# Excerpt to read:
Random effects

And how they interact with machine learning

Niklas Korsbo

2025-10-12

Mixed effects (?)

What are mixed effects models?

Fixed effects, \(θ\)
- Model parameters modelled as deterministic quantities
Random effects, \(η_i\)
- Model parameters modelled as random variables

Hierarchical

We typically define hierarchies where \(θ\) are shared parameters but \(η\) is subject-specific.

No need to assign too much meaning to random effects

Indicates unknown parameters that vary between subjects (or whatever hierarchy we use)
Usually tied very closely to a specific parameter in pharmacometrics. \(CL = tvCL \cdot e^{η_{CL}}\)
Enables degree o freedom along which the model can account for heterogenous outcomes

Simulating with random effects

Simple

We have given \(θ\) and covariates \(x\)
Sample from the prior \(η | θ\)
Compute your individual parameters and propagate your ODE
Sample your observations \(y | θ, η, x\)

Fitting with random effects

Conditional probability / Joint likelihood / MLE

Probability of the response \(y\) according to the model given specific values of \(θ\), \(η\), and \(x\).

\[ p_c(y | θ, η, x) \]

Fit model by simply finding the values of \(θ\) and \(η\) that jointly maximize the probability?

Equivalent to minimizing a distance metric (e.g. MSE) between observed and predicted data.

Not what we do

Fitting with random effects

Marginal probability

Integrates out the effect of the random effects.

\[ p_m(y | θ, x) = \int p_c(y | θ, η, x) \cdot p_{prior}(η | θ) dη \]

Average conditional probability weighted by a prior

Fitting with random effects

One dimension per random effect

\(η\) here can be multi-dimensional

\[ p_m(y | θ, x) = \int p_c(y | θ, η, x) \cdot p_{prior}(η | θ) dη \]

This is a multi-variate integral
One dimension (degree of freedom) along which to account for between subject variability in the data for each random effect.

Dataset records

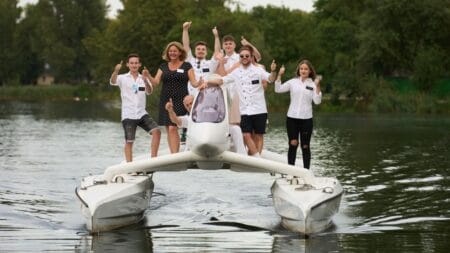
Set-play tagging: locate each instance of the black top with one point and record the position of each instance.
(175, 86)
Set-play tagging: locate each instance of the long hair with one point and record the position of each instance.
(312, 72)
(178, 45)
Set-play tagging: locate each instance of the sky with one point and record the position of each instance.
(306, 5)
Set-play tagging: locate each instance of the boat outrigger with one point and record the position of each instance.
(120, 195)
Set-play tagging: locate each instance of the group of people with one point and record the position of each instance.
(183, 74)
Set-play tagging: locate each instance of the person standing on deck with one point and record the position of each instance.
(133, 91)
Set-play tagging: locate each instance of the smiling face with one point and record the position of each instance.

* * *

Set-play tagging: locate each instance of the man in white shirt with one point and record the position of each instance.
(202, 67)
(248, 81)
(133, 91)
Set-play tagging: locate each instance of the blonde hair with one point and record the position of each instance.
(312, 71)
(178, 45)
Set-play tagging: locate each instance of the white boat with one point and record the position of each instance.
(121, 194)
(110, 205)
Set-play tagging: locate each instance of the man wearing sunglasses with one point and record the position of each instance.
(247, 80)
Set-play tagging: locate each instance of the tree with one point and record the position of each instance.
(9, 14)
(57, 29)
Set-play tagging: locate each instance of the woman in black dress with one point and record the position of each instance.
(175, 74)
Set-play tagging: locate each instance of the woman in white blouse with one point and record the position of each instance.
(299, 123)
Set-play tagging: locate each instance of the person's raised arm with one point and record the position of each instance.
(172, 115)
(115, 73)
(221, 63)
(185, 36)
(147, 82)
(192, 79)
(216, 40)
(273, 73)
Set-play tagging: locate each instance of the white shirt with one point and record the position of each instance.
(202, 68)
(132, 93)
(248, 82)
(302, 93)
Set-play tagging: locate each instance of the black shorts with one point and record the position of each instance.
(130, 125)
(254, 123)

---

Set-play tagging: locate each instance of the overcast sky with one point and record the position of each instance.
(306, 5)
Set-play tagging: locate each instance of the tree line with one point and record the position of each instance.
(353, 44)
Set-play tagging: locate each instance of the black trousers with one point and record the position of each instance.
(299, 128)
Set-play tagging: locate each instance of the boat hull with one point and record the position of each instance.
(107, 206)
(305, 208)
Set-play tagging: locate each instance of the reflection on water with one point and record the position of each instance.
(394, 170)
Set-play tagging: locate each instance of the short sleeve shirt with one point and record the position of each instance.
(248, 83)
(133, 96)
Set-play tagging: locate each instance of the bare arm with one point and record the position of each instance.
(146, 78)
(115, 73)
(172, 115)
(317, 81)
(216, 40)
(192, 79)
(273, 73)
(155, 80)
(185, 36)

# Work instructions:
Repeat the random effects slides above in full, keeping every word and symbol unchanged.

# Task response:
Random effects

And how they interact with machine learning

Niklas Korsbo

2025-10-12

Mixed effects (?)

What are mixed effects models?

Fixed effects, \(θ\)
- Model parameters modelled as deterministic quantities
Random effects, \(η_i\)
- Model parameters modelled as random variables

Hierarchical

We typically define hierarchies where \(θ\) are shared parameters but \(η\) is subject-specific.

No need to assign too much meaning to random effects

Indicates unknown parameters that vary between subjects (or whatever hierarchy we use)
Usually tied very closely to a specific parameter in pharmacometrics. \(CL = tvCL \cdot e^{η_{CL}}\)
Enables degree o freedom along which the model can account for heterogenous outcomes

Simulating with random effects

Simple

We have given \(θ\) and covariates \(x\)
Sample from the prior \(η | θ\)
Compute your individual parameters and propagate your ODE
Sample your observations \(y | θ, η, x\)

Fitting with random effects

Conditional probability / Joint likelihood / MLE

Probability of the response \(y\) according to the model given specific values of \(θ\), \(η\), and \(x\).

\[ p_c(y | θ, η, x) \]

Fit model by simply finding the values of \(θ\) and \(η\) that jointly maximize the probability?

Equivalent to minimizing a distance metric (e.g. MSE) between observed and predicted data.

Not what we do

Fitting with random effects

Marginal probability

Integrates out the effect of the random effects.

\[ p_m(y | θ, x) = \int p_c(y | θ, η, x) \cdot p_{prior}(η | θ) dη \]

Average conditional probability weighted by a prior

Fitting with random effects

One dimension per random effect

\(η\) here can be multi-dimensional

\[ p_m(y | θ, x) = \int p_c(y | θ, η, x) \cdot p_{prior}(η | θ) dη \]

This is a multi-variate integral
One dimension (degree of freedom) along which to account for between subject variability in the data for each random effect.